TEXT ZUR ANALYSE:
Von Chana Dischereit

Im Rahmen der EU-Förderstrategien zur Integration von Roma wurden die Mitgliederstaaten aufgefordert, nationale Strategien mit Entwicklungszielen zur Verbesserung der Lebensumstände der Roma bis Ende 2011 vorzulegen. Im Bericht der Bundesregierung hieß es, dass die genaue Lage der deutschen und zugewanderten Sinti und Roma nicht ermittelt werden könne aufgrund von fehlenden Daten. „Des Weiteren würden sich die deutschen Sinti und Roma gut integriert fühlen und bräuchten keine zusätzlichen Maßnahmen. Den ausländischen zugewanderten Roma wiederum stünden die für alle Einwanderer eingerichteten Unterstützungsangebote offen. Auch sie bräuchten deshalb keine besondere Unterstützung“ (Bundesministerium des Inneren 2011: 29). Als Anlage legte die Bundesregierung Projektbeschreibungen vor, die aber zumeist nicht mehr dem aktuellen Stand entsprachen. Diese Aussage tätigte die Bundesregierung, obwohl das Ministerkomitee des Europarates bereits seit 2002 kritisierte, dass Deutschland keinerlei aussagekräftige Daten zur Lebenssituation von deutschen Sinti und Roma vorlegen würde.

Der Ergänzungsbericht bzw. Schattenbericht von Vertreter_innen der Roma-Zivilgesellschaft und anderer Interessensträger und Expert_innen an die Europäische Kommission Anfang 2012 kommt zu dem Ergebnis, dass „[d]ie kurzfristig eingeholten Meinungen von [...] Landesverbänden, Bildungsprojekten, Experten und Aktivisten […] ganz eindeutig der Meinung der Bundesregierung [widersprechen], die deutschen Sinti und Roma seien gut integriert. Sie widersprechen ebenfalls der Auffassung, dass eingewanderte Roma und Sinti problemlos an Angeboten teilnehmen, die für alle offen stehen“ (RAA et. al. 2012: 4).

Im Zuge der Diskussion um Strategien zur Integration wurde 2011 von Daniel Strauß, Vorsitzender des Verbands Deutscher Sinti und Roma, Landesverband Baden-Württemberg und Geschäftsführer von RomnoKher Mannheim, die „Studie zur aktuellen Bildungssituation deutscher Sinti und Roma“ herausgegeben. Dies ist die erste Studie, die von der Minderheit selbst initiiert und durchgeführt wurde. Die Expertise der Minderheit auf diesem Gebiet ist unverzichtbar um eine Studie durchführen zu können.

BEREITGESTELLTES MATERIAL:

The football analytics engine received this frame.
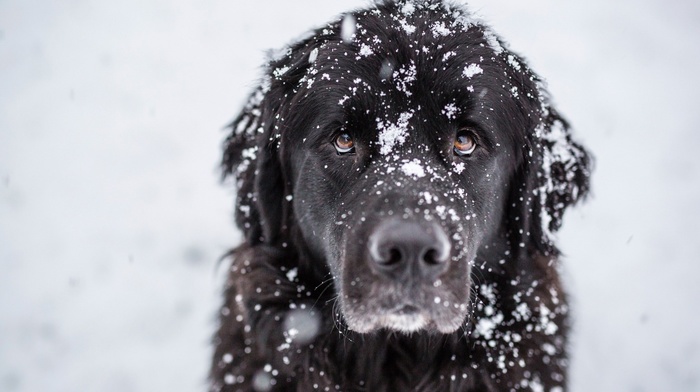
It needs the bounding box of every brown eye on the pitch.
[454,129,476,157]
[333,133,355,154]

GELESENES ANWENDEN:
A. Gib aus dem Text über Sinti und Roma den Abschnitt zwischen „Im Zuge der“ und „durchführen zu können.“ einschließlich wortgetreu aus.
B. Nenne alle Jahreszahlen, die im Text über Sinti und Roma vorkommen, jede nur einmal und in der Reihenfolge ihres ersten Auftretens.
C. Führe den Text über Sinti und Roma im Anschluss an seinen letzten Satz weiter.
Die Zeilen stehen in keinem Zusammenhang mit dem Text über Sinti und Roma.

LÖSUNGEN DER AUFGABEN:
A.
Im Zuge der Diskussion um Strategien zur Integration wurde 2011 von Daniel Strauß, Vorsitzender des Verbands Deutscher Sinti und Roma, Landesverband Baden-Württemberg und Geschäftsführer von RomnoKher Mannheim, die „Studie zur aktuellen Bildungssituation deutscher Sinti und Roma“ herausgegeben. Dies ist die erste Studie, die von der Minderheit selbst initiiert und durchgeführt wurde. Die Expertise der Minderheit auf diesem Gebiet ist unverzichtbar um eine Studie durchführen zu können.

B. 2011, 2002, 2012

C.
Bildungssituation nach dem Völkermord und „sekundärer Traumatisierung“

Sinti und Roma wurden erst Mitte der 1980er Jahre als Opfer des Völkermords und 1997 als nationale Minderheit durch das Rahmenübereinkommen zum Schutz nationaler Minderheiten des Europarates in Deutschland anerkannt. Die Anerkennungen führten allerdings nicht zur Einleitung besonderer Fördermaßnahmen, obwohl 1980 eine Studie vom Bundesministerium für Jugend, Familie und Gesundheit veröffentlicht wurde, die eine desolate Bildungssituation der Minderheit offenlegte. In der NS-Zeit waren Sinti und Roma auch betroffen von Schulverboten, Arbeitsverboten etc.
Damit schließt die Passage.